(Task instructions) Pull out each line of the records below that contains the word "apartment" and reproduce it unchanged.

(Available records)
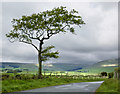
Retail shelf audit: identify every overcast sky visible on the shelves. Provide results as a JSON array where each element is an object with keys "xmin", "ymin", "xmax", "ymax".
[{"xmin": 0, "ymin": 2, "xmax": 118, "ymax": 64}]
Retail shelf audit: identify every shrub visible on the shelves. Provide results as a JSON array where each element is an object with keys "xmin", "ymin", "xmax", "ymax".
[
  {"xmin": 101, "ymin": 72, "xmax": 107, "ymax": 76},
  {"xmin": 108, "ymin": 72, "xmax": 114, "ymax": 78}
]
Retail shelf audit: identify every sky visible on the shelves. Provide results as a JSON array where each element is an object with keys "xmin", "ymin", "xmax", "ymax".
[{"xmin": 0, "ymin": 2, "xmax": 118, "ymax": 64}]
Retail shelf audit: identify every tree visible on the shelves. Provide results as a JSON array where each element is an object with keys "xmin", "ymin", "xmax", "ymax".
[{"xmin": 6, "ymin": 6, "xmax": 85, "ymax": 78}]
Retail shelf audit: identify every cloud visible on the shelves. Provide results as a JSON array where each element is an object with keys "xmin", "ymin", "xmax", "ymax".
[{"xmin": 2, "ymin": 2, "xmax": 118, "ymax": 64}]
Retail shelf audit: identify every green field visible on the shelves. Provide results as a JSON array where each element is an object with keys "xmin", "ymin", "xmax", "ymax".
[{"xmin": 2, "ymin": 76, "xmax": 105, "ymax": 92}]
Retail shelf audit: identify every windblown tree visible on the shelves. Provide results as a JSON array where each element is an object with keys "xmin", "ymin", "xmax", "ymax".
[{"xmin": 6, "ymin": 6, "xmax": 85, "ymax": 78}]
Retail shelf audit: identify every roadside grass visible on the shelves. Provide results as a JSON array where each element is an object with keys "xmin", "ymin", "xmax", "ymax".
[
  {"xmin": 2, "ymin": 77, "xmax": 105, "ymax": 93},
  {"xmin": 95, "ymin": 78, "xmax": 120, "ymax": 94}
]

...

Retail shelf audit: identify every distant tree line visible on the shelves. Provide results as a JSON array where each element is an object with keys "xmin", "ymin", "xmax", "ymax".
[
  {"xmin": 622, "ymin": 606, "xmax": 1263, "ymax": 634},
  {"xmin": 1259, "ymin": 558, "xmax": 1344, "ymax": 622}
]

* * *

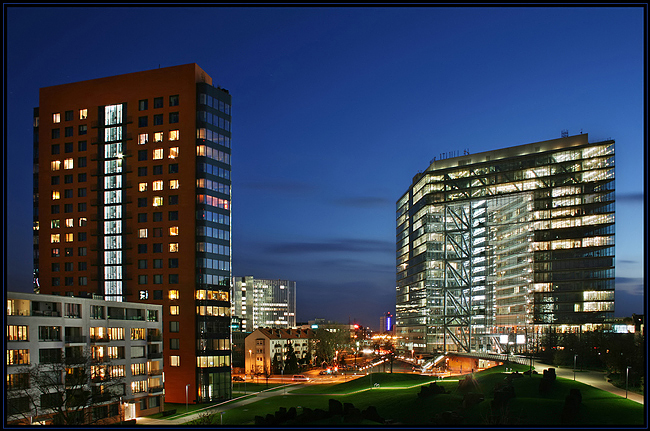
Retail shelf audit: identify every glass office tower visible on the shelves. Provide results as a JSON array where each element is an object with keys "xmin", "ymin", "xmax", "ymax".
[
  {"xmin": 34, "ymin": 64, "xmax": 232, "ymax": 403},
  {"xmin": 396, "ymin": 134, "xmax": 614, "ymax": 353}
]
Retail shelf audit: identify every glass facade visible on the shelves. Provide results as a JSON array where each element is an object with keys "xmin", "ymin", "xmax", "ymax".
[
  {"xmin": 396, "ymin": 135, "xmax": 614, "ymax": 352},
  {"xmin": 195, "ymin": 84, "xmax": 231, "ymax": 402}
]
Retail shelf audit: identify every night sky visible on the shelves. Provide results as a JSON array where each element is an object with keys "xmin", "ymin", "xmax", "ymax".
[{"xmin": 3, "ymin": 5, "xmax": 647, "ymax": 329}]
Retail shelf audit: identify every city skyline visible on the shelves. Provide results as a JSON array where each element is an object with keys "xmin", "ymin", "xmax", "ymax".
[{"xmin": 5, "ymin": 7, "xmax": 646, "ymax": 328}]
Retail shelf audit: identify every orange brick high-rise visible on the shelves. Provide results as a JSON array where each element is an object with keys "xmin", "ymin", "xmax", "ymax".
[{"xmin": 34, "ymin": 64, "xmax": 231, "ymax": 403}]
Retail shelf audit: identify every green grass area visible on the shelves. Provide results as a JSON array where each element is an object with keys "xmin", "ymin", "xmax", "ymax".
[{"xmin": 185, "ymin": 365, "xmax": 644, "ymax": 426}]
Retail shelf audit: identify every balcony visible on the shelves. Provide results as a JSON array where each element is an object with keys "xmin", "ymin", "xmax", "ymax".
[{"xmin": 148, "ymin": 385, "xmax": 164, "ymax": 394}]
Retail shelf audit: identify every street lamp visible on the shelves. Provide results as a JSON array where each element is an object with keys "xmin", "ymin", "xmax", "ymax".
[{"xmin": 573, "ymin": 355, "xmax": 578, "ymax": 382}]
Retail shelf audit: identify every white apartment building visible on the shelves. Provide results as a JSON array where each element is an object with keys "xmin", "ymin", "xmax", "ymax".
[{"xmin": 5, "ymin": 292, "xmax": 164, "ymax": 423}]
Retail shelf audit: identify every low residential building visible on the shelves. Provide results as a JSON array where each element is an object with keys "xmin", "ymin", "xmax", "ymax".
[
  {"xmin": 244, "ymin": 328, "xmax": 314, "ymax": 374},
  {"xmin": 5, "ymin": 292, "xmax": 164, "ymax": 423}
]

(Worked solution)
Retail shelf audit: identify every white apartment building visible on the shelves. Provide results as a JSON array where each element is an object with keys "xmin", "ymin", "xmax", "ymax".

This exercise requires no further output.